Opdracht
Filter alsjeblieft de vermeldingen hieronder en neem elke regel over waarin het woord "frosting" staat. Het verschil tussen hoofdletters en kleine letters telt.

Lijst met vermeldingen
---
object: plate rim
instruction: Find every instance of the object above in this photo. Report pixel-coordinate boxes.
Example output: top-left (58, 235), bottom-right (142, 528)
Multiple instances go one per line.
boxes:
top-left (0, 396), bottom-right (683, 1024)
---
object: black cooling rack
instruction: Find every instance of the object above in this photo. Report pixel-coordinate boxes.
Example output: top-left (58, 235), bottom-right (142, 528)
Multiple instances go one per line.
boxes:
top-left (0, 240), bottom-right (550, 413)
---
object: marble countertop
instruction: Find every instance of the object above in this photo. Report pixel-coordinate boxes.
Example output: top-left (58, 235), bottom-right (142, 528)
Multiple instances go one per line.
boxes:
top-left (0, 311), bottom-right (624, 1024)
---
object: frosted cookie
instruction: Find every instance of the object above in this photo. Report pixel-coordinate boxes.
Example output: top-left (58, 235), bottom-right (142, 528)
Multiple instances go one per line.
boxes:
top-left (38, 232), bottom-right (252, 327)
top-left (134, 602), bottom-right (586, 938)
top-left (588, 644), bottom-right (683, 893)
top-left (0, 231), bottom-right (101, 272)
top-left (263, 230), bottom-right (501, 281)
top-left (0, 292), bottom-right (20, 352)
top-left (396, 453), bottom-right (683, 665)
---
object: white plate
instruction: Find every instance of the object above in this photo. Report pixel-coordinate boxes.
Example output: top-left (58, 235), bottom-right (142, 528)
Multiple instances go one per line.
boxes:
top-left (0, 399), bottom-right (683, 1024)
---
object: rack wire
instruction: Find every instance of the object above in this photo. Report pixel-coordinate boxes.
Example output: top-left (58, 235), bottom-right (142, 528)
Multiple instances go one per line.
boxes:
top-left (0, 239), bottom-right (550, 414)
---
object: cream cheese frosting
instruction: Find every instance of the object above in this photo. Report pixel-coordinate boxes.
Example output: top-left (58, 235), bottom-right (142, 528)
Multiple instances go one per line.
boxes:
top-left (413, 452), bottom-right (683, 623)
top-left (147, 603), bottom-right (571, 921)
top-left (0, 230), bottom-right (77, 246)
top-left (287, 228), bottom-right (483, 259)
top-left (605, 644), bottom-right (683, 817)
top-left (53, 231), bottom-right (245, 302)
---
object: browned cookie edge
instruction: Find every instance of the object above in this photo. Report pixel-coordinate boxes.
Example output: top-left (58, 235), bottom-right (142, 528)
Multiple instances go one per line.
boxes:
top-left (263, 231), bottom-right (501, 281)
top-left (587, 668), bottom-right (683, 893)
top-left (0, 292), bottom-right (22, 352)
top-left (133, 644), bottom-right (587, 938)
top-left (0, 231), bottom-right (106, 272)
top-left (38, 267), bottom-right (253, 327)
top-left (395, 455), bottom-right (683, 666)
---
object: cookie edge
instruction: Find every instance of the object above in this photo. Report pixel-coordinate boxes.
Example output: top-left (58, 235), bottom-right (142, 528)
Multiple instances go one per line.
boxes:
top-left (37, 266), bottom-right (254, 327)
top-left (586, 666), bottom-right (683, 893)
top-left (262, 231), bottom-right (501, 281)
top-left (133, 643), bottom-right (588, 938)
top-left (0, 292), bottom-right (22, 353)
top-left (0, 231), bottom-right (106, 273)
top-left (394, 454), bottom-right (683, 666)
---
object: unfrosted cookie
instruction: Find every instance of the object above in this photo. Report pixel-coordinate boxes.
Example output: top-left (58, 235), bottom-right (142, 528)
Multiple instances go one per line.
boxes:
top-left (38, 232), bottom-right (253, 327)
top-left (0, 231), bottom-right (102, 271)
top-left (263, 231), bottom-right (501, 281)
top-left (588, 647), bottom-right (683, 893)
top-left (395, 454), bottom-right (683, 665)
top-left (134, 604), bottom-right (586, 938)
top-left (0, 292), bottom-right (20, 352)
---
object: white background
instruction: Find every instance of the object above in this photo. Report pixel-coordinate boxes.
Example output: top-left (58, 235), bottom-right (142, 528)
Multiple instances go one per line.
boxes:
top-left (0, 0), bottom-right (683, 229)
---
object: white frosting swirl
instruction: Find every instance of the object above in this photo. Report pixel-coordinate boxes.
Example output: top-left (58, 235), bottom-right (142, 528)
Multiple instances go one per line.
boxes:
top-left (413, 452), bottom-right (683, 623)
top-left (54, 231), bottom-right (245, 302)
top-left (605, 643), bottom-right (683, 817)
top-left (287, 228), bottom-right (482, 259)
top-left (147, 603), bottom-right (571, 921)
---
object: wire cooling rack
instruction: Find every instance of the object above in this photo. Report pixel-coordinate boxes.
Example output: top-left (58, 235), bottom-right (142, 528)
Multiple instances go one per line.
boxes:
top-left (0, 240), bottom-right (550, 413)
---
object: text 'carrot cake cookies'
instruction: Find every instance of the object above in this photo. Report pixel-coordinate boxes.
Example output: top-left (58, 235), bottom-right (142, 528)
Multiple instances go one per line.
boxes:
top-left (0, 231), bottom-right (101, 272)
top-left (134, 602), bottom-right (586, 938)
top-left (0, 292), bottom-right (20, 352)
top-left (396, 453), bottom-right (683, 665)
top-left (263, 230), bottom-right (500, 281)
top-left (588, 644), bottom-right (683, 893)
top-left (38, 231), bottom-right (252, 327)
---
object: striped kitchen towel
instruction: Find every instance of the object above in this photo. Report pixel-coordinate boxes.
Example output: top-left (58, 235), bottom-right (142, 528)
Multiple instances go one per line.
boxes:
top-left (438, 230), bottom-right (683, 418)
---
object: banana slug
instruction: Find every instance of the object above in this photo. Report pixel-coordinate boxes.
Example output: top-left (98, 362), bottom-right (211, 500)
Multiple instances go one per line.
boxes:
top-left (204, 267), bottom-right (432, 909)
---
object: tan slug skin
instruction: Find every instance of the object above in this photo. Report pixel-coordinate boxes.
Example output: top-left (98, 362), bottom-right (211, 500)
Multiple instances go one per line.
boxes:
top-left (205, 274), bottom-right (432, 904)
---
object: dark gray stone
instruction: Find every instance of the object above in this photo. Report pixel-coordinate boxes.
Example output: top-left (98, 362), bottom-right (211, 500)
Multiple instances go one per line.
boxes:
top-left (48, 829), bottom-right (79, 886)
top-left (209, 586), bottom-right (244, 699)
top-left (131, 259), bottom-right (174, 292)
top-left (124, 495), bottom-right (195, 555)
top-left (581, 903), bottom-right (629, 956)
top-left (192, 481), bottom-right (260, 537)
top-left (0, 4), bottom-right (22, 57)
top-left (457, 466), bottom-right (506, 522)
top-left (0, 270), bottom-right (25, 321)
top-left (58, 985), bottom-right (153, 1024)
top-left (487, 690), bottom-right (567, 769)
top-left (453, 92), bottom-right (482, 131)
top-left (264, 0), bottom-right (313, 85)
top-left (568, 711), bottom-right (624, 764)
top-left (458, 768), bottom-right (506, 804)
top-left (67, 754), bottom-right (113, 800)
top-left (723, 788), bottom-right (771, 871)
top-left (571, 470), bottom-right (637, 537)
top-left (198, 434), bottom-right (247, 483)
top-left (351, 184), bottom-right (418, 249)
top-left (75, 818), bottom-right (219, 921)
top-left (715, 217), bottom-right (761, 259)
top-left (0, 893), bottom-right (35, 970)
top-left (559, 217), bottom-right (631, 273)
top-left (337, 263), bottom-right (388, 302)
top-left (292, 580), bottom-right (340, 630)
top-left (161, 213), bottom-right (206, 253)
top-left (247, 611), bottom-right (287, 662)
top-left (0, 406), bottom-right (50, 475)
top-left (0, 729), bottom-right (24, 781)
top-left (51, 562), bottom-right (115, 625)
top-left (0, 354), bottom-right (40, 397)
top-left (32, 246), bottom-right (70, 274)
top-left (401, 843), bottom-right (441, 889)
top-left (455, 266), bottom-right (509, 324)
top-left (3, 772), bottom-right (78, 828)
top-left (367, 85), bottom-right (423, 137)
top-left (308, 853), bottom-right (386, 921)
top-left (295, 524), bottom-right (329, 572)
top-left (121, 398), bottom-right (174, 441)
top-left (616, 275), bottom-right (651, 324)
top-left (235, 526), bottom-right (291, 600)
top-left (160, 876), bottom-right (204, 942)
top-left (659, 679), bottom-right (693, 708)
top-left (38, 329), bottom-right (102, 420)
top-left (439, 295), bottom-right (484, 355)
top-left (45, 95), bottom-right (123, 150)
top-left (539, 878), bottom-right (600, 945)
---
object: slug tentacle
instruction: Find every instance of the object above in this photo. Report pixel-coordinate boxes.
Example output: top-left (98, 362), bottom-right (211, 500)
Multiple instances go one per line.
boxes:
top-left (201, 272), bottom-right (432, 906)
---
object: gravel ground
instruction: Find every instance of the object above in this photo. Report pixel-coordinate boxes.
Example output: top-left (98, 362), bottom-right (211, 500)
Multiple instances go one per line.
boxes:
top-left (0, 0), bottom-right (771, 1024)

Schriftelijk antwoord
object: cream cheese frosting
object: white frosting swirl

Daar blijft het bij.